→ EXERCISE:
Write out each line below exactly as it appears.

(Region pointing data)
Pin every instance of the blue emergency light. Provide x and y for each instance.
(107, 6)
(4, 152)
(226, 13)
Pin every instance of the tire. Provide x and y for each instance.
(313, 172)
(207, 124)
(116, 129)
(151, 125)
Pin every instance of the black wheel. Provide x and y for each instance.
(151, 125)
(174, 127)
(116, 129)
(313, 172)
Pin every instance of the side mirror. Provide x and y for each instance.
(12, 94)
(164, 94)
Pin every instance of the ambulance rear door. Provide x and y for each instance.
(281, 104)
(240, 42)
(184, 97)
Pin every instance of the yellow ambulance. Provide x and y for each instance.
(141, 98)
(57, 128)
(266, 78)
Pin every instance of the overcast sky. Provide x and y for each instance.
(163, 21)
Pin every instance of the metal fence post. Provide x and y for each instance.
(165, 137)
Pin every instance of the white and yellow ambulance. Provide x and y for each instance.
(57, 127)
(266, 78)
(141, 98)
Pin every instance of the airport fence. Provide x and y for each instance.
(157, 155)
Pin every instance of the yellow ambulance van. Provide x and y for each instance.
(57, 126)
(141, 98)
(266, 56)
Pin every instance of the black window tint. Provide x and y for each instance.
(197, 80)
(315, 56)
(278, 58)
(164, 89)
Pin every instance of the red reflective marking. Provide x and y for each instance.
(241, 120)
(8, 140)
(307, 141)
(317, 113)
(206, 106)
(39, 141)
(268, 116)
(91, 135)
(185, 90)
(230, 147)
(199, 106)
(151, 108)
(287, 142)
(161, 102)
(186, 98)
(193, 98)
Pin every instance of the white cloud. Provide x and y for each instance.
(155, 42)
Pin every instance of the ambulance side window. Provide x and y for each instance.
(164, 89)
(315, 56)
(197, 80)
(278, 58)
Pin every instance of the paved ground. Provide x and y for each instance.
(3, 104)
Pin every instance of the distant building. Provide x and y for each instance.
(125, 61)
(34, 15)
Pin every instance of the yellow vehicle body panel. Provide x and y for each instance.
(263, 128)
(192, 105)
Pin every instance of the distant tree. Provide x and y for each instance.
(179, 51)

→ ANSWER SPACE:
Pin every instance of the blue emergency light. Provide x and y for each instance.
(107, 6)
(4, 152)
(226, 13)
Pin every instance of the tire. Provide x and y for each instance.
(313, 172)
(207, 124)
(116, 129)
(151, 125)
Pin every instance of the black wheel. Provide x and y for each instance.
(151, 125)
(174, 127)
(116, 129)
(313, 172)
Pin every instance of the side mirror. Provide x and y for each instance.
(12, 94)
(164, 94)
Pin every instance of the ambulance rear door. Provide x and y for each instance.
(281, 104)
(240, 42)
(184, 97)
Pin every instance of the yellow ambulance. Provide x and y for each instance.
(141, 98)
(57, 128)
(266, 78)
Pin every instance of the overcast sky. Provide x and y for each instance.
(163, 21)
Pin every instance of the metal fence post. Provide x and y for each instance.
(165, 137)
Pin every instance of the white and yellow ambulance. Provide x and y for each instance.
(57, 127)
(266, 78)
(141, 98)
Pin every instance of the airport fence. Provide x and y for each instance.
(157, 155)
Pin every instance of the yellow ambulance van. Provide x and y for each instance.
(57, 126)
(141, 98)
(266, 56)
Pin every instance of the black window tint. Provide x and y for each instance.
(197, 80)
(315, 56)
(278, 58)
(164, 89)
Pin every instance of the red reflective marking. Provide x and y for each instance.
(241, 120)
(8, 140)
(307, 141)
(317, 113)
(206, 106)
(39, 141)
(268, 116)
(91, 135)
(185, 90)
(230, 147)
(199, 106)
(151, 108)
(287, 142)
(161, 102)
(186, 98)
(193, 98)
Pin every instance of the white cloud. Provide x and y for each instance.
(155, 42)
Pin every instance of the ambulance side window. Provide x and y for each instance.
(164, 89)
(315, 56)
(197, 80)
(278, 58)
Pin every instance of the paved ground. Provide x and y for each instance.
(3, 104)
Pin every instance of the distant building. Provide x and y for each instance.
(125, 61)
(34, 15)
Pin every instance of the yellow vehicle body panel. Provide x and y for each instance.
(263, 128)
(192, 105)
Pin every instance of the distant tree. Provide x and y for each instance.
(179, 51)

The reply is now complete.